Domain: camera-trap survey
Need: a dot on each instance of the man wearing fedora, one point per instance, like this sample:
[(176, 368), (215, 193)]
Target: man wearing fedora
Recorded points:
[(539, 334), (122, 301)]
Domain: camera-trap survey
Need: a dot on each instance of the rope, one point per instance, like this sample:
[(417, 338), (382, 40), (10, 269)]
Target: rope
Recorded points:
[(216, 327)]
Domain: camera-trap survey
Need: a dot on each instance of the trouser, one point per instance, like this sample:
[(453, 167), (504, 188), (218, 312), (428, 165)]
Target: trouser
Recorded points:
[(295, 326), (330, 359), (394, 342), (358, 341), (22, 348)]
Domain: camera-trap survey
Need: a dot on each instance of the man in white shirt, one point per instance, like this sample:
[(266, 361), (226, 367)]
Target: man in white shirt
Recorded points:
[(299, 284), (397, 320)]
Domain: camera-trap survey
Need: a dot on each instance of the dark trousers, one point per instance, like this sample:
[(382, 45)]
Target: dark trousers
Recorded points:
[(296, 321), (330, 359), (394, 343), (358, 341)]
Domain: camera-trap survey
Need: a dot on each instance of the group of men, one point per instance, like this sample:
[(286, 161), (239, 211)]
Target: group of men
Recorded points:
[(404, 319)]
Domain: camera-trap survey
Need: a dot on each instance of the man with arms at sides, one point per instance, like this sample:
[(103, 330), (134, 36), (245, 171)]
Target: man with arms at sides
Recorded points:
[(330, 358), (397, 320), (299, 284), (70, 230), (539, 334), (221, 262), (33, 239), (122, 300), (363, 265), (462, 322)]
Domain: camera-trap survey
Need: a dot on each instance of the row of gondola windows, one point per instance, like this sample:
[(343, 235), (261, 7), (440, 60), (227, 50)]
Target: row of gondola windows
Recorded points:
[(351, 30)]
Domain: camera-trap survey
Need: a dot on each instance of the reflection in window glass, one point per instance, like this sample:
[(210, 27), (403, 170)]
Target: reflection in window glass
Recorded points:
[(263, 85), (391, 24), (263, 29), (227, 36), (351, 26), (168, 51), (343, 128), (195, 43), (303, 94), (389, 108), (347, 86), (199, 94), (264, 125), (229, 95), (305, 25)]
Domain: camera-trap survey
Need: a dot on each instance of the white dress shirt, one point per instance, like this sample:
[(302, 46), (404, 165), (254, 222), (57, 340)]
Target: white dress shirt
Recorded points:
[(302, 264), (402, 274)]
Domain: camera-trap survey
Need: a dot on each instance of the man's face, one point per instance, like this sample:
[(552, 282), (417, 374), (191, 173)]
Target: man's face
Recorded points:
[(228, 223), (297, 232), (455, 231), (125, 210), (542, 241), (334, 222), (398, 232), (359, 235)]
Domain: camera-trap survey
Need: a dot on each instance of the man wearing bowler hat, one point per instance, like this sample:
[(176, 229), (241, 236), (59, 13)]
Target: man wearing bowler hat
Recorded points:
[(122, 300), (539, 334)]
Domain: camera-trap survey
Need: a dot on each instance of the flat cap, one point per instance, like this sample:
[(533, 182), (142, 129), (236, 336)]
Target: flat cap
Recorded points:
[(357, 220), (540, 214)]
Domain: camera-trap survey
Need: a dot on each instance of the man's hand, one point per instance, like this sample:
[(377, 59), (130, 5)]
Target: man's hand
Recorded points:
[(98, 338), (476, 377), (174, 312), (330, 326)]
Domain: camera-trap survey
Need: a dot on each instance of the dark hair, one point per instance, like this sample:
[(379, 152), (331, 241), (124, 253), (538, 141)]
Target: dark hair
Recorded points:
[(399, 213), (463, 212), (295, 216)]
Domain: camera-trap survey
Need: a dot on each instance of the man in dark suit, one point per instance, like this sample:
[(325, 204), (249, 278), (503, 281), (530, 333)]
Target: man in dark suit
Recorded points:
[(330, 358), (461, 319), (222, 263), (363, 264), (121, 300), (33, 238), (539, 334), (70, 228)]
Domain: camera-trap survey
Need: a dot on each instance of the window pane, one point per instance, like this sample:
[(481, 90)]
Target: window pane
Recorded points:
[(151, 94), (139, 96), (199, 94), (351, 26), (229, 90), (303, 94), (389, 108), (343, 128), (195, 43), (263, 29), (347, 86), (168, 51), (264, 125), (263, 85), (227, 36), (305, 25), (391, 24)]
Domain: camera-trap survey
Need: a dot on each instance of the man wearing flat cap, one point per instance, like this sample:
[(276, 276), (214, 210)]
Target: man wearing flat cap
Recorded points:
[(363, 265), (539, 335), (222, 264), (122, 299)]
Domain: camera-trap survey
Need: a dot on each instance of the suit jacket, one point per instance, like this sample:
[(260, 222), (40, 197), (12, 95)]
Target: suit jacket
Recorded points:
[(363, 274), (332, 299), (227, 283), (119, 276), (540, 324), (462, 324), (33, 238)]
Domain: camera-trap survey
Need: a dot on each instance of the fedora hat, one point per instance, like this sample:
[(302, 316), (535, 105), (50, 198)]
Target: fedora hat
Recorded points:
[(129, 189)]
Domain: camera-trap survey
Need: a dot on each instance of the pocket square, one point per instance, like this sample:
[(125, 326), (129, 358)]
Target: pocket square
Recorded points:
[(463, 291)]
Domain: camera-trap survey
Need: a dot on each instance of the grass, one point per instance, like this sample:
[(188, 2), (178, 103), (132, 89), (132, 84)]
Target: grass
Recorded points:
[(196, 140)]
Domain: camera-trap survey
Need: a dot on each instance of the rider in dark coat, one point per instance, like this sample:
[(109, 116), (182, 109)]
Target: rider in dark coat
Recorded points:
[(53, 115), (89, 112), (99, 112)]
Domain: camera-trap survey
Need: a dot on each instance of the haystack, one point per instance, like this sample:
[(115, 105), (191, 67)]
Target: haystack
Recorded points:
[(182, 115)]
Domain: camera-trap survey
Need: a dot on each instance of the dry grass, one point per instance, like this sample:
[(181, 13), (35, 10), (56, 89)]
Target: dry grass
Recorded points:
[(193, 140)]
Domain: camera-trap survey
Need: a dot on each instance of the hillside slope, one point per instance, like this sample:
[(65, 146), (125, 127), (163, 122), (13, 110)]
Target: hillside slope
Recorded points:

PROBLEM >> Repeat the data verbatim.

FULL ANSWER >>
Domain: camera-trap survey
Need: a dot on each instance of the man wearing fedora, one point per instance, like this sample:
[(176, 368), (215, 193)]
Target: man wearing fedora
Recorded points:
[(539, 334), (122, 301)]
Domain: camera-trap survey
Need: a dot on each instance of the rope, one point per instance, like this sample:
[(417, 338), (382, 40), (10, 269)]
Target: rope
Recorded points:
[(216, 327)]
Domain: camera-trap survey
Need: a dot on each instance of the trouser, one point per instance, like this sample:
[(453, 167), (504, 188), (218, 312), (428, 165)]
Target: trouser
Recorded points:
[(295, 326), (330, 359), (394, 342), (358, 341), (22, 348)]
Domain: camera-trap survey
Need: a dot on each instance of the man in white shirt, one point per instance, like this sample:
[(266, 361), (226, 367)]
Target: man in white shirt
Recorded points:
[(299, 284), (397, 320)]
Domain: camera-trap survey
Need: a dot on each instance of the dark trousers, one point per instance, like this sample:
[(382, 45)]
Target: dark trousers
Recorded points:
[(296, 321), (330, 359), (394, 343), (358, 341)]
Domain: camera-trap survey
Need: a dot on each instance of the group of men, one point per instance, like this sample:
[(286, 161), (239, 211)]
Target: group of men
Recorded points:
[(404, 319)]
Domain: camera-trap survey
Need: a dot on each instance of the man with arms at sides, one point per instance, like this sample:
[(103, 330), (134, 36), (245, 171)]
Target: man with arms at sides
Recorded points:
[(330, 358), (397, 320), (299, 284), (70, 230), (539, 334), (221, 262), (33, 239), (122, 300), (363, 265), (462, 322)]
Domain: camera-trap survey
Need: a dot on each instance of the row of gondola windows, one point per instance, like this sample:
[(343, 235), (261, 7), (440, 60), (227, 50)]
Target: row of gondola windows
Recorded points:
[(351, 30)]
Domain: camera-trap survey
Need: a dot on each instance of the reflection in window glass, one point per instance, like this sample:
[(210, 27), (403, 170)]
Target: reflection in window glass
Recorded points:
[(263, 85), (391, 24), (263, 29), (227, 36), (351, 26), (168, 51), (343, 128), (195, 43), (303, 94), (389, 108), (347, 86), (199, 94), (264, 125), (229, 95), (305, 25)]
Domain: camera-trap survey
Need: a dot on each instance of the white dress shirt, one point per instance, like this sample:
[(302, 46), (404, 165), (254, 222), (57, 340)]
Target: white dress shirt
Recorded points:
[(302, 264), (402, 274)]
Domain: camera-trap survey
Need: a dot on each instance of the man's face, one point per instance, like this sample:
[(552, 282), (417, 374), (191, 173)]
Target: man's face
Recorded points:
[(228, 223), (297, 232), (455, 231), (125, 210), (542, 241), (334, 222), (398, 232), (359, 235)]
Domain: camera-trap survey
Need: a dot on each instance of the man wearing bowler hat, one point per instance, like this sample:
[(176, 229), (241, 236), (59, 13)]
Target: man wearing bowler hat
Recorded points:
[(122, 300), (539, 334)]
Domain: camera-trap survey
Need: a dot on each instance of the flat cap, one point per instance, like this sample:
[(533, 182), (142, 129), (236, 336)]
Target: flat cap
Recorded points:
[(357, 220), (540, 214)]
Domain: camera-trap survey
Need: a dot on each instance of the man's hand, one point per instance, like this sample:
[(377, 59), (130, 5)]
Target: man's hand
Recorded points:
[(98, 338), (476, 377), (174, 312), (330, 326)]
Domain: camera-trap survey
Need: a dot on each instance of the dark hair, one point per instance, like this sample:
[(379, 152), (331, 241), (124, 253), (538, 141)]
Target: dark hair
Recorded points:
[(399, 213), (463, 212), (295, 216)]
Domain: camera-trap survey
Need: a dot on each instance of the man in dark suit, one point per instance, like this sample:
[(325, 204), (249, 278), (503, 281), (530, 333)]
Target: man in dark suit
Recorded points:
[(330, 358), (461, 319), (222, 263), (363, 264), (121, 300), (33, 238), (539, 334), (70, 228)]
Domain: camera-trap survey
Need: a dot on each instance of the window pane, one point per instance, like this sample:
[(481, 90)]
Target: window pane
Recorded points:
[(151, 94), (139, 96), (199, 94), (351, 26), (229, 90), (303, 94), (389, 108), (343, 128), (195, 43), (263, 29), (347, 86), (168, 51), (264, 125), (263, 85), (227, 36), (305, 25), (391, 24)]
Domain: camera-trap survey
Need: a dot on each instance of the man wearing flat cap, one point per instance, like this sample:
[(276, 276), (214, 210)]
Target: man wearing flat cap
Recorded points:
[(363, 265), (539, 335), (222, 264), (122, 299)]
Domain: camera-trap survey
Need: a dot on each instance of the suit jacket, one point per instance, like this sample:
[(260, 222), (40, 197), (12, 95)]
Target: suit jacket
Recorded points:
[(363, 274), (332, 299), (227, 283), (119, 276), (540, 324), (462, 324), (33, 238)]
Domain: camera-trap survey
Need: a dot on each instance of the fedora hat, one point per instance, like this sample:
[(302, 316), (535, 105), (50, 198)]
Target: fedora hat
Recorded points:
[(129, 189)]
Domain: camera-trap survey
Need: a dot on each instance of the pocket square, one point per instance, like this sample:
[(125, 326), (129, 358)]
Target: pocket square
Recorded points:
[(463, 291)]
Domain: camera-trap survey
Need: a dot on each instance of the grass, one point per instance, like this sample:
[(188, 2), (178, 103), (132, 89), (132, 84)]
Target: grass
Recorded points:
[(196, 140)]
Domain: camera-trap survey
Need: a dot on each instance of the rider in dark coat, one point per instance, like this sample:
[(109, 116), (182, 109)]
Target: rider in dark coat
Recorded points:
[(53, 115), (89, 112), (99, 112)]
Domain: camera-trap survey
Need: a dot on each instance of the haystack, one point per instance, like this sample:
[(115, 105), (191, 67)]
Target: haystack
Recorded points:
[(182, 115)]
Domain: camera-trap survey
Need: a dot on each instance of the dry grass, one point per instance, like this sample:
[(181, 13), (35, 10), (56, 89)]
Target: dry grass
Recorded points:
[(193, 140)]
Domain: camera-trap survey
Need: a dot on each instance of the hillside slope, one point per instance, like this sample:
[(65, 146), (125, 127), (163, 122), (13, 110)]
Target: hillside slope
Recorded points:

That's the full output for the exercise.